書面任務 -
(a) 將複材裂縫結冰一文中的「而當溫度降至攝氏零度以下所產生之應力遠小於結冰時所產生之應力，可忽略其影響。」譯成英文。
(b) 依複材裂縫結冰一文，在裂縫前端，纖維哪一走向所得之應力強度因子較大？
(c) 從複材裂縫結冰一文結束處接著往下寫。

引用段落 -
◆ ◆ ◆
本文將探討一含邊緣裂縫之碳纖維環氧樹脂複合材料平板，當水氣沿著裂縫滲透入平板後，結冰體積膨脹而導致裂縫前端附近應力集中的現象，另外會探討裂縫周圍各角度的應力，還有溫度低於攝氏零度下後，因熱膨脹係數不同造成的應力，以及結冰體積膨脹受到限制的情況，透過有限元素套裝軟體ANSYS來進行本文的模擬和分析，並利用滑順因子推導不同裂縫尺寸時的應力強度因子。
結果顯示，裂縫長度越長，應力場越大，在y走向纖維複材中裂縫長度對應力場的影響較明顯。在裂縫前端，纖維y走向所得之應力強度因子比纖維z走向所得之應力強度因子大。纖維方向為y走向之模型,裂縫尖端的應力場下降的斜率較纖維z走向大。而當溫度降至攝氏零度以下所產生之應力遠小於結冰時所產生之應力，可忽略其影響。若結冰膨脹位移受限，在裂縫接近複材邊緣的情況下，應力值將大幅提升。若裂縫位置靠近複材中央，應力值雖有上升但不明顯。

This thesis is on the carbon/epoxy composite plates containing a microcrack, which traps in water. When temperature is at freezing point, the volume of water will expand and cause stress concentration at the tip of the crack. The stresses at the different angle around the tip of crack are analyzed, and the condition that the temperature is below 0° Celsius is also considered. The simulation and analysis of this study have been done with ANSYS, and the stress intensity factors have been calculated by using the stress rounding factor.
◆ ◆ ◆
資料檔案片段
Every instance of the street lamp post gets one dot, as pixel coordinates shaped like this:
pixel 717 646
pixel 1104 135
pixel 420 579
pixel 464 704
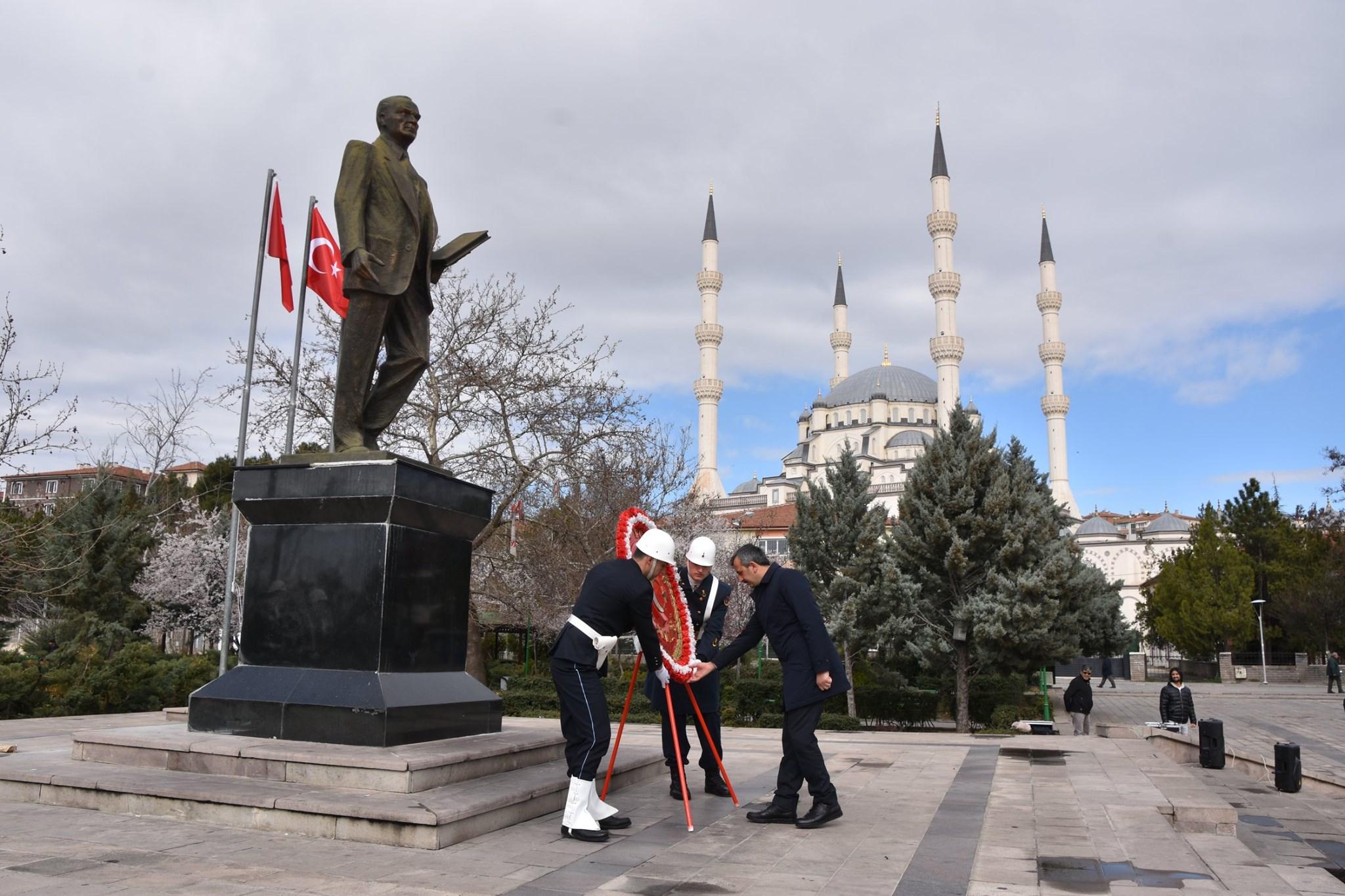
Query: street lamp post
pixel 1261 626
◆ ◆ ◆
回覆內容 -
(a) The stress produced when the temperature drops below 0 °C is far smaller than the stress produced by freezing, so its effect can be neglected.

(b) 纖維y走向。

(c)
The results show that the longer crack causes the greater the stress. It is also found that the crack length affect more to stress field when fiber orientation in y direction. For the same crack size, the stress intensity factors are greater for the y-direction fiber than for z-direction fiber. The stress gradient near the tip of the crack descends more for y-direction fiber composites than for z-direction-fiber composites. When the temperature is below 0° Celsius, the stresses are far smaller than those at 0° Celsius. In the situation that the freezing ice is well contained in the composite plate, for the crack being near the edge of the plate, the stress increases dramatically. While the crack is near the center of the plate, the stress is slightly larger than that a edge-crack plate.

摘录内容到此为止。